Instructions for the task
Put all of the data below into a numbered list with one line per item, leaving out any blank lines.

Data records
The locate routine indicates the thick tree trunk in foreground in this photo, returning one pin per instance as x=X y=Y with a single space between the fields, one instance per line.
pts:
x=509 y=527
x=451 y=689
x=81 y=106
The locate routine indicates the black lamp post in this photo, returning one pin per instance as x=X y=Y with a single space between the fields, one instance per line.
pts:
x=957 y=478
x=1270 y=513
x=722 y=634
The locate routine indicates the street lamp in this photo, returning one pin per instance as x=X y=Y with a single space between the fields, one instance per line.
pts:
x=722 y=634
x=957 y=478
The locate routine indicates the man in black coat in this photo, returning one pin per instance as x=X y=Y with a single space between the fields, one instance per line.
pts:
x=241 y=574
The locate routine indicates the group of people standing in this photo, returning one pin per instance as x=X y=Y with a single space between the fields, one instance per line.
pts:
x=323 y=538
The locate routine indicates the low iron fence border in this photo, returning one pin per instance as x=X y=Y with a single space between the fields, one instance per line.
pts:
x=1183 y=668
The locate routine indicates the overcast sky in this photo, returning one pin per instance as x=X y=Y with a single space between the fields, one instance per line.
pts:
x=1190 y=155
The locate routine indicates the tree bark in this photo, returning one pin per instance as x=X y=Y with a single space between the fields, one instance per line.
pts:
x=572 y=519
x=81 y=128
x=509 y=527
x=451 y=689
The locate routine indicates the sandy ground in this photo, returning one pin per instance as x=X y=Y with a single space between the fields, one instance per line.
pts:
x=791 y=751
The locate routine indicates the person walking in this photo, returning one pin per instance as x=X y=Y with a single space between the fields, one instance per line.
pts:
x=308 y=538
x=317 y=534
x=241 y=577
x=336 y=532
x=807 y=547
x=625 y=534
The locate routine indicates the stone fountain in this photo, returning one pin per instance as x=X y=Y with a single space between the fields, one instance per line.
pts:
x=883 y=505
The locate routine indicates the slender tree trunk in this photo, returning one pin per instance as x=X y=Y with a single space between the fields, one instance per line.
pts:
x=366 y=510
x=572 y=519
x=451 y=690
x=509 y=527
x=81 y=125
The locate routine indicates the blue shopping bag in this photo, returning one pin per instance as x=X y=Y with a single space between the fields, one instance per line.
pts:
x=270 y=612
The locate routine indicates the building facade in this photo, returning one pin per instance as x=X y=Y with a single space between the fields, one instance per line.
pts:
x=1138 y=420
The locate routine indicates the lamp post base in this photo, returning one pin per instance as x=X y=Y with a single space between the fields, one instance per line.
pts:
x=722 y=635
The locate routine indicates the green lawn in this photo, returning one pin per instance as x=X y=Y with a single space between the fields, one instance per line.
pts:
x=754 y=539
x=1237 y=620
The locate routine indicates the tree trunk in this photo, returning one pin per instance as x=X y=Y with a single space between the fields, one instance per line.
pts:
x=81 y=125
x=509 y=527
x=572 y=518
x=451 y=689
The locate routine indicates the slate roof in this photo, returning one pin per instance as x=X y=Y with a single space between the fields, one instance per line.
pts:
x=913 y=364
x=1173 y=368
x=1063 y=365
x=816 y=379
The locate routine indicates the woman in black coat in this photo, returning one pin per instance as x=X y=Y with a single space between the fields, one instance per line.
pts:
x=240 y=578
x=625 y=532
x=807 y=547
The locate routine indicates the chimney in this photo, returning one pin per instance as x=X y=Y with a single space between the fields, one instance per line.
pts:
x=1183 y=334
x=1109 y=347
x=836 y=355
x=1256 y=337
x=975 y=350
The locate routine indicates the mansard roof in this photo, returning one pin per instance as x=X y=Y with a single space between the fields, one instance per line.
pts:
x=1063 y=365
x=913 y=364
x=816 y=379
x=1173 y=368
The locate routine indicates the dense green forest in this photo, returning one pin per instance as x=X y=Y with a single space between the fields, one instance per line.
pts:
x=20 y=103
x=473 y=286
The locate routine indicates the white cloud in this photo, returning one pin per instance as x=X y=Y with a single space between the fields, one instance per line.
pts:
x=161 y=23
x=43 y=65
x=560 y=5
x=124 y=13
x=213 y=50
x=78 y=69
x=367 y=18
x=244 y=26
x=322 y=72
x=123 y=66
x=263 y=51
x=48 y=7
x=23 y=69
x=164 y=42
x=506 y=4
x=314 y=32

Final result
1. The locate routine indicates the thick tree trunk in foreground in this photo, returning one pin per instance as x=X y=Y with a single space between the fields, one instance per line.
2. pts:
3. x=509 y=527
4. x=451 y=689
5. x=81 y=106
6. The locate routine indicates the black lamp post in this photo, returning one pin per instance as x=X y=Y with a single space between the fields, one instance per line.
7. pts:
8. x=957 y=478
9. x=1270 y=513
10. x=722 y=634
11. The locate routine indicates the street lamp in this photo, returning one pin per instance as x=X y=Y with a single space between the fields, one instance per line.
12. pts:
13. x=722 y=634
14. x=957 y=478
15. The locate routine indicates the man in black coat in this photo, returning one pin per instance as x=X y=Y with a single space between the fields, one instance per line.
16. pts:
17. x=241 y=574
18. The locate routine indicates the group of people standing in this photo, returning one pin per instance as x=X y=Y with a single space between the fields, one instance per line.
19. pts:
20. x=323 y=538
21. The locate routine indicates the low iron fence border in this photo, returning one pin per instance as x=X y=Y with a single space between the fields, one instance per line.
22. pts:
23. x=1183 y=668
24. The locate routine indicates the overcast sky in this photo, returning one pin per instance as x=X y=Y with a single space between the fields, one instance per line.
25. pts:
26. x=1190 y=155
27. The locate routine indicates the tree bark in this photo, returning one pin per instance as x=X y=Y with a single space between the fields, one instance per line.
28. pts:
29. x=572 y=519
30. x=81 y=128
31. x=509 y=527
32. x=451 y=689
33. The locate routine indicates the sandy ground in this photo, returning one pin per instance as x=X y=Y with a single space between the fields, one instance per line.
34. pts:
35. x=791 y=751
36. The locate routine indicates the person walking in this photo, returning one pin per instance as x=X y=Y with a single space between the fields, one instance per line.
37. pts:
38. x=308 y=538
39. x=317 y=534
40. x=241 y=577
41. x=336 y=532
42. x=807 y=547
43. x=625 y=534
44. The locate routine indicates the stone fountain in this photo, returning one pin per instance as x=X y=Y with a single space between the fields, one instance per line.
45. pts:
46. x=883 y=505
47. The locate routine indicates the slender tree trunk in this photo, returning one pin per instance as x=X y=Y with a single space between the fields, one instance per line.
48. pts:
49. x=366 y=510
50. x=572 y=519
51. x=451 y=690
52. x=509 y=527
53. x=81 y=125
54. The locate routine indicates the blue shopping bag in this photo, returning one pin per instance as x=X y=Y with a single space between the fields, one instance per line.
55. pts:
56. x=270 y=612
57. The locate routine indicates the building facade in this photo, returning one pin per instance as x=X y=Y with a single space between the fields, one instance per line.
58. pts:
59. x=1138 y=420
60. The locate routine indicates the lamp post base in this photo, returning one pin per instance as x=X y=Y with a single space between the fields, one instance per line.
61. pts:
62. x=722 y=635
63. The locate routine indicates the green lawn in this photo, returning one pin per instance as x=X y=Y with a single space between the fields, one instance per line.
64. pts:
65. x=754 y=539
66. x=1237 y=620
67. The locate routine indicates the tree trunk in this photo, returning one pin per instance as x=X y=Y with a single space between the fields, one instance per line.
68. pts:
69. x=81 y=125
70. x=509 y=527
71. x=572 y=518
72. x=451 y=689
73. The locate routine indicates the slate roof in this photo, returning one pin per instance as x=X y=Y with a single space between the fields, one instance per line.
74. pts:
75. x=913 y=364
76. x=1173 y=368
77. x=1063 y=365
78. x=816 y=379
79. The locate routine indicates the woman in black coat in this photo, returning one pin per instance as x=X y=Y with a single space between the fields, one instance per line.
80. pts:
81. x=240 y=578
82. x=625 y=532
83. x=807 y=547
84. The locate routine indicates the chimney in this photo, returning one pin per instance as x=X y=Y with a single space between the fields, one instance per line.
85. pts:
86. x=1183 y=334
87. x=1109 y=347
88. x=836 y=355
89. x=1256 y=337
90. x=975 y=350
91. The locate routine indicates the mansard roof in this photo, returning one pin per instance as x=X y=Y with a single space between the fields, one instance per line.
92. pts:
93. x=1063 y=365
94. x=913 y=364
95. x=816 y=379
96. x=1173 y=368
97. The locate routine indicates the dense green forest in this photo, returning one pin per instance as x=X y=Y with a single space between the fields, one instance per line.
98. pts:
99. x=20 y=103
100. x=473 y=286
101. The locate routine indicates the white cloud in this photo, returning one pin per instance as x=X y=Y with a single space between the fields, one instance per line.
102. pts:
103. x=161 y=23
104. x=43 y=65
105. x=560 y=5
106. x=124 y=13
107. x=213 y=50
108. x=78 y=69
109. x=367 y=18
110. x=244 y=26
111. x=322 y=72
112. x=123 y=66
113. x=263 y=51
114. x=48 y=7
115. x=23 y=69
116. x=164 y=42
117. x=506 y=4
118. x=314 y=32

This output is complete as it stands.